RECORDED INFORMATION.
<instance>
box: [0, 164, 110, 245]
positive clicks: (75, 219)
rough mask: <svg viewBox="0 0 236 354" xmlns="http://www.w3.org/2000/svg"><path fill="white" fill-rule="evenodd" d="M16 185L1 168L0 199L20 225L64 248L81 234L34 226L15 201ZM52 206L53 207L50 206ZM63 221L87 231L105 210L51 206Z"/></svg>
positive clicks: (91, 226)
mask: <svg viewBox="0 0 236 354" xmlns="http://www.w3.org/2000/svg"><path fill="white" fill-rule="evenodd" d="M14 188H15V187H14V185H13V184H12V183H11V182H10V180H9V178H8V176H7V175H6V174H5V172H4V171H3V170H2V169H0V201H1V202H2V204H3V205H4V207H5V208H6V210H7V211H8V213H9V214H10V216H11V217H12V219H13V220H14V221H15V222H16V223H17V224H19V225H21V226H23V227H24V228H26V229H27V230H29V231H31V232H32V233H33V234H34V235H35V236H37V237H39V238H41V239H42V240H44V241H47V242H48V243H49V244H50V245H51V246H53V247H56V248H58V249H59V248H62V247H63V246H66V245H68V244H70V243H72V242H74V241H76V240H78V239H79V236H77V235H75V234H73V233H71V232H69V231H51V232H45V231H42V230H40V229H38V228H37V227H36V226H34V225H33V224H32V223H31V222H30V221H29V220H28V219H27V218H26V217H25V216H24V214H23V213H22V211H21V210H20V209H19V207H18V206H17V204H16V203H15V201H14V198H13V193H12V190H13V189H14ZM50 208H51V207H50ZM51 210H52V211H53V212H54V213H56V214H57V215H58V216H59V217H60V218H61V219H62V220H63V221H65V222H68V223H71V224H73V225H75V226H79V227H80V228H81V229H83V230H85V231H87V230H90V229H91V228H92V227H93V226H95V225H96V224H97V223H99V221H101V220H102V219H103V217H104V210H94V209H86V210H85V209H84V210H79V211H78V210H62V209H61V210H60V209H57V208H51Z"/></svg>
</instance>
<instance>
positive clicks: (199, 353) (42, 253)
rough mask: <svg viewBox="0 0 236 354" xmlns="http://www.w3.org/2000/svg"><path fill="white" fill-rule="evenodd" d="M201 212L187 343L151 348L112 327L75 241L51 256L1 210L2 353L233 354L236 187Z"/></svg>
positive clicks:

WHAT THE TASK ASKS. Reproduce all of the material verbatim.

OUTPUT OF THE EXERCISE.
<instance>
box: [0, 164, 110, 245]
positive clicks: (75, 219)
rough mask: <svg viewBox="0 0 236 354" xmlns="http://www.w3.org/2000/svg"><path fill="white" fill-rule="evenodd" d="M16 185L1 168L0 199L20 225L64 248L81 234L34 226L15 201ZM52 206L53 207L50 206ZM63 221L87 231L105 210L51 206Z"/></svg>
positive clicks: (91, 226)
mask: <svg viewBox="0 0 236 354" xmlns="http://www.w3.org/2000/svg"><path fill="white" fill-rule="evenodd" d="M14 188H15V187H14V185H13V184H12V183H11V182H10V180H9V178H8V176H7V175H6V174H5V172H4V171H3V170H2V169H0V201H1V202H2V204H3V205H4V207H5V208H6V210H7V211H8V213H9V214H10V216H11V217H12V219H13V220H14V221H15V222H16V223H17V224H19V225H21V226H23V227H24V228H26V229H27V230H29V231H31V232H32V233H33V234H34V235H35V236H37V237H39V238H41V239H42V240H44V241H47V242H48V243H49V244H50V245H51V246H53V247H56V248H58V249H59V248H62V247H63V246H66V245H68V244H70V243H72V242H74V241H76V240H78V239H79V236H77V235H75V234H73V233H71V232H69V231H51V232H45V231H42V230H40V229H38V228H37V227H36V226H34V225H33V224H32V223H31V222H30V221H29V220H28V219H27V218H26V217H25V216H24V214H23V213H22V211H21V210H20V209H19V207H18V206H17V204H16V203H15V201H14V198H13V193H12V190H13V189H14ZM50 208H51V207H50ZM51 210H52V211H53V212H54V213H56V214H57V215H58V216H59V217H60V218H61V219H62V220H63V221H65V222H68V223H71V224H73V225H75V226H79V227H80V228H81V229H83V230H85V231H87V230H90V229H91V228H92V227H93V226H95V225H96V224H97V223H99V221H101V220H102V219H103V217H104V210H94V209H86V210H85V209H84V210H79V211H78V210H62V209H61V210H60V209H57V208H51Z"/></svg>
</instance>
<instance>
positive clicks: (199, 353) (42, 253)
rough mask: <svg viewBox="0 0 236 354" xmlns="http://www.w3.org/2000/svg"><path fill="white" fill-rule="evenodd" d="M201 212L187 343L151 348L112 327L75 241L51 256L1 210L2 353L233 354L236 187Z"/></svg>
positive clicks:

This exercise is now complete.